Dataset excerpts on object pointing
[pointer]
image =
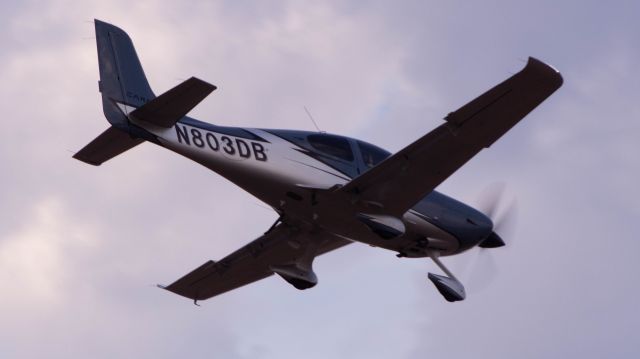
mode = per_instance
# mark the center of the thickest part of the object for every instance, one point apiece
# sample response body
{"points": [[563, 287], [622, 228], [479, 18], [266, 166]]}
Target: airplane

## SET EXERCISE
Rewrite the items above with "airplane" changed to "aircraft" and everything else kept the same. Leave the pictures out of your answer.

## ANSWER BELOW
[pointer]
image =
mode = per_instance
# mark the center of the thickest part of the object for every instance, one point apiece
# sample response body
{"points": [[563, 287], [622, 228], [479, 18], [266, 166]]}
Target: aircraft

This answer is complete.